▶ **Your objective**
Select every line of the items that contains the word "winter", and copy each one out in full.

═════ Given entries ═════

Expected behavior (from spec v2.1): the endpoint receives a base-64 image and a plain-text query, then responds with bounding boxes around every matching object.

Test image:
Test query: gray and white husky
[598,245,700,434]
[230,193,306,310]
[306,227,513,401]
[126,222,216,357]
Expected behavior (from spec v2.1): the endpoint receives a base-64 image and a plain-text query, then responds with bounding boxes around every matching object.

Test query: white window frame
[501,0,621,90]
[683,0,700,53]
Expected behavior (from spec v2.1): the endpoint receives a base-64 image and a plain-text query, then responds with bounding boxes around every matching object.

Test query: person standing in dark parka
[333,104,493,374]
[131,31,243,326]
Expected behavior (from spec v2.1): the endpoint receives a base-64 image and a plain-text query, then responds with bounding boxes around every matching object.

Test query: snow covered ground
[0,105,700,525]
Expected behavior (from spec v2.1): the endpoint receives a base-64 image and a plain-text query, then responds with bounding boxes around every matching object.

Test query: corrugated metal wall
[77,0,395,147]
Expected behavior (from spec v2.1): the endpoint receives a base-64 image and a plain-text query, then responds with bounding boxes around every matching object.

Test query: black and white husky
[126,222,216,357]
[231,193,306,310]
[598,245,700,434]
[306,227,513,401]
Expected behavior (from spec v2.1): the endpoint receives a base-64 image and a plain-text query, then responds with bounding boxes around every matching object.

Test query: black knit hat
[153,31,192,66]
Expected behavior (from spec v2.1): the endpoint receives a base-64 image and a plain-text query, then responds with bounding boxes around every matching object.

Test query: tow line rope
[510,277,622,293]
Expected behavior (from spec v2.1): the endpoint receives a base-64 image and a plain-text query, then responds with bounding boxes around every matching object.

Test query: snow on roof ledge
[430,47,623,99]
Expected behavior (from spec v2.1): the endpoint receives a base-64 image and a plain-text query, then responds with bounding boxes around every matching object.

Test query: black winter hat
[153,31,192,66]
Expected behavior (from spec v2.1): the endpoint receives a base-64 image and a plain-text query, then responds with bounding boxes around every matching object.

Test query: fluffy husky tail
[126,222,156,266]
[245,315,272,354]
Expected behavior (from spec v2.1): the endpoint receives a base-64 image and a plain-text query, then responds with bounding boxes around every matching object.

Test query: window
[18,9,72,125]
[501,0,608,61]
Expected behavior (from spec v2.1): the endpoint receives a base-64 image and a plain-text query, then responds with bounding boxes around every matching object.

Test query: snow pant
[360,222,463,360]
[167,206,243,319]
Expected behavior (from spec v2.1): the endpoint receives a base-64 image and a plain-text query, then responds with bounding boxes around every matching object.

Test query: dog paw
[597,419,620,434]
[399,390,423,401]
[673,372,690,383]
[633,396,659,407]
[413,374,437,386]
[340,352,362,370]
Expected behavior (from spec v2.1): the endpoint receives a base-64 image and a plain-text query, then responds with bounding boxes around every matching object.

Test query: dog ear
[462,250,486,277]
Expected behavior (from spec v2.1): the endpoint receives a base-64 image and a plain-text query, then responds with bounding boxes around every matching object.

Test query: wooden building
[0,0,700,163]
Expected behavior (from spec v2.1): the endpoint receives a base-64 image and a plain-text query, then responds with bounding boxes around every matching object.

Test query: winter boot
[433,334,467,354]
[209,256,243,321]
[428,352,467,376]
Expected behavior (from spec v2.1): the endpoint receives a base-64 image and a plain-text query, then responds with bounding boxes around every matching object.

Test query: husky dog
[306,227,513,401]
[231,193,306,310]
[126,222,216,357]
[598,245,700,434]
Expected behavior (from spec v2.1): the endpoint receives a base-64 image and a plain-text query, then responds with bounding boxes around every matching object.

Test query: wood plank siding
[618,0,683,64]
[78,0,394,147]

═════

▶ **Finished exercise**
Test query: black winter hat
Test query: winter boot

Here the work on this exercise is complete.